• [Requirement]:
Please copy out every line in the records below that includes the word "vintage".

• [Entries supplied]:
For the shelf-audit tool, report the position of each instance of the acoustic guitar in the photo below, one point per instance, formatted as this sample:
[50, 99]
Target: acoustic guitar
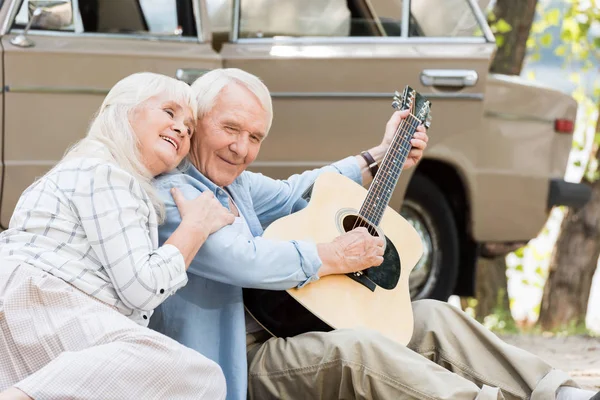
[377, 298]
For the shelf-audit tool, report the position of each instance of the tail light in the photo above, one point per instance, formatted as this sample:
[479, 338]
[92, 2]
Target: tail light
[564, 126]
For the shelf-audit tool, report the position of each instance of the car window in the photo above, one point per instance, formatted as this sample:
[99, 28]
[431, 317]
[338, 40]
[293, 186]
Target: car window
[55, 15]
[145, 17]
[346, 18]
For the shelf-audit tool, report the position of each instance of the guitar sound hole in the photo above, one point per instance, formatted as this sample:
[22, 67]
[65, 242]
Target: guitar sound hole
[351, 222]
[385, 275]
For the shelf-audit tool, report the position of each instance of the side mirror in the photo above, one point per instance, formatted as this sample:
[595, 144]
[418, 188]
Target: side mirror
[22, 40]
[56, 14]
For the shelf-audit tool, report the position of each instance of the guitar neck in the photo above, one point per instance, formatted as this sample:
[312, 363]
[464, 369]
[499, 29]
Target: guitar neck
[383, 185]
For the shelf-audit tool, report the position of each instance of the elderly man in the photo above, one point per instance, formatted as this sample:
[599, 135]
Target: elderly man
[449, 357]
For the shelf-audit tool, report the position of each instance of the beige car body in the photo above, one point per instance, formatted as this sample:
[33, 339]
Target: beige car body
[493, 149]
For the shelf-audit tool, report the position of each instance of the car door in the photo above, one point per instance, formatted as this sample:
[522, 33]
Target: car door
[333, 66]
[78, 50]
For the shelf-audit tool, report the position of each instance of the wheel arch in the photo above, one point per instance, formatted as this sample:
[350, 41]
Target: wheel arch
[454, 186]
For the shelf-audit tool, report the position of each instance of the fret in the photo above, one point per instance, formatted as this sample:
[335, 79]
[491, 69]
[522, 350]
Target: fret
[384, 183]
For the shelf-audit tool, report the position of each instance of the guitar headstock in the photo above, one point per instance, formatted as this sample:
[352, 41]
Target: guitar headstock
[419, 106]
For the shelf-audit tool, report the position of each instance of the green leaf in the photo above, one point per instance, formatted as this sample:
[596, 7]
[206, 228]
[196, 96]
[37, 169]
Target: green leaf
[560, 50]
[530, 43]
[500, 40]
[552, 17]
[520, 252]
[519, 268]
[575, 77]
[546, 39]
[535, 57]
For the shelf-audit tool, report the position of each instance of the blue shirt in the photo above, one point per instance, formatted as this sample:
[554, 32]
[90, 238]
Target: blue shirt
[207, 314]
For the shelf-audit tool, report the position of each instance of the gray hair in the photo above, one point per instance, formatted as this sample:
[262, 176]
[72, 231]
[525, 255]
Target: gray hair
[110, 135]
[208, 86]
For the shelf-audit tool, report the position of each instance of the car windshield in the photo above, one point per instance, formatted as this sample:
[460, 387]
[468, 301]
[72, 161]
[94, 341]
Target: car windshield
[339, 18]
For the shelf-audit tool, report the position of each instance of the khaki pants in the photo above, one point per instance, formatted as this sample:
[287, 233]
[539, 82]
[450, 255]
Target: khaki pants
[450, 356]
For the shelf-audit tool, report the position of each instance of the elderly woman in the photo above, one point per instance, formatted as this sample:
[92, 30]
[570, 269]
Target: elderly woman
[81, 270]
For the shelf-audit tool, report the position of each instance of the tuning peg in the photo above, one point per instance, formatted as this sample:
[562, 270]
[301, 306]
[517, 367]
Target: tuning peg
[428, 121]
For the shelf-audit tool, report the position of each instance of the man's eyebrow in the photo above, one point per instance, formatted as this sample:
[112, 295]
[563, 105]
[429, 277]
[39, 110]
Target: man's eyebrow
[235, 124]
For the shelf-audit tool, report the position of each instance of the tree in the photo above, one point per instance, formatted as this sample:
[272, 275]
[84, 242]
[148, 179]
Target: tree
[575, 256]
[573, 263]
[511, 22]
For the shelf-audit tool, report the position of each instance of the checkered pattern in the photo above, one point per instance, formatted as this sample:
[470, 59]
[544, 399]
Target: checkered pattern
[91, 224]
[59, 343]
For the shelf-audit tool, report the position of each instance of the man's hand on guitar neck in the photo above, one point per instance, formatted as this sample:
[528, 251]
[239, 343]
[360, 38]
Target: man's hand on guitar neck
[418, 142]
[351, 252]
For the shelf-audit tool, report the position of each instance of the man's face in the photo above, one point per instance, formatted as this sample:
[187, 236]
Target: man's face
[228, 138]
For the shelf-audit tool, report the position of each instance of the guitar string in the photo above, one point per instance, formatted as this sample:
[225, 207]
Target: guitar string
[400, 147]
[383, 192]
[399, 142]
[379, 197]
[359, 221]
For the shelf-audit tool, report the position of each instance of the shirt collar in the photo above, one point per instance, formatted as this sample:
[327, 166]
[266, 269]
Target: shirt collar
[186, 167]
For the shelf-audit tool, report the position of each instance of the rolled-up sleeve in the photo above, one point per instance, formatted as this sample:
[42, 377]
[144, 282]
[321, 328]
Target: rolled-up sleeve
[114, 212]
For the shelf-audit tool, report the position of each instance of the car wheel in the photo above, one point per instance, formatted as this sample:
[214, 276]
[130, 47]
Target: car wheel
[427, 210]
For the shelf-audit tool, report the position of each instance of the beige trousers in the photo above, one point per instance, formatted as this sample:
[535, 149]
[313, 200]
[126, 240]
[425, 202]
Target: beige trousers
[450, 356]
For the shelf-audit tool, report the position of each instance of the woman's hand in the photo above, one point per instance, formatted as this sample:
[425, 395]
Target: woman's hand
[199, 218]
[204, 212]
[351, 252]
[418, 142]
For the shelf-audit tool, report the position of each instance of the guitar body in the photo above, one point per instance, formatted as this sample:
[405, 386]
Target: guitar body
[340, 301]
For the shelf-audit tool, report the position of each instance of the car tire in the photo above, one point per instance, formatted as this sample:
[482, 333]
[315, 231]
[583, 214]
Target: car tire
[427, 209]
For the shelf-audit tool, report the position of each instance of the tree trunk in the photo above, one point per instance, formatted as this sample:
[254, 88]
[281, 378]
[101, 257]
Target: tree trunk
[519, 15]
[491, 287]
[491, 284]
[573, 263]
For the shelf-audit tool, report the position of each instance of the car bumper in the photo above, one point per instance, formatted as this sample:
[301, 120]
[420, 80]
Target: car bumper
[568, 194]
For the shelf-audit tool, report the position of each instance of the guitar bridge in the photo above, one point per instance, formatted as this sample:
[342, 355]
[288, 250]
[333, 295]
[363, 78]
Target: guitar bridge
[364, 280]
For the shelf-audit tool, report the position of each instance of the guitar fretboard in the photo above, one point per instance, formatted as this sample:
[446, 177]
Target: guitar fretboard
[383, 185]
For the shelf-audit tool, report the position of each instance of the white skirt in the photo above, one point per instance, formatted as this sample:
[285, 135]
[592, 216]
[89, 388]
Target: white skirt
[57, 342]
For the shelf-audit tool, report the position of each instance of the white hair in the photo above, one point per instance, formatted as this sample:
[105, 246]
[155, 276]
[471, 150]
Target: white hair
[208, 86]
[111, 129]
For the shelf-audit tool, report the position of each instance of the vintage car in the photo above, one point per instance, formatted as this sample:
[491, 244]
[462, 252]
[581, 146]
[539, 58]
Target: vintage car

• [Solution for this exercise]:
For the shelf-audit tool, report the position of each instance of the vintage car in the photo above, one point per instance, formatted as this sample:
Target: vintage car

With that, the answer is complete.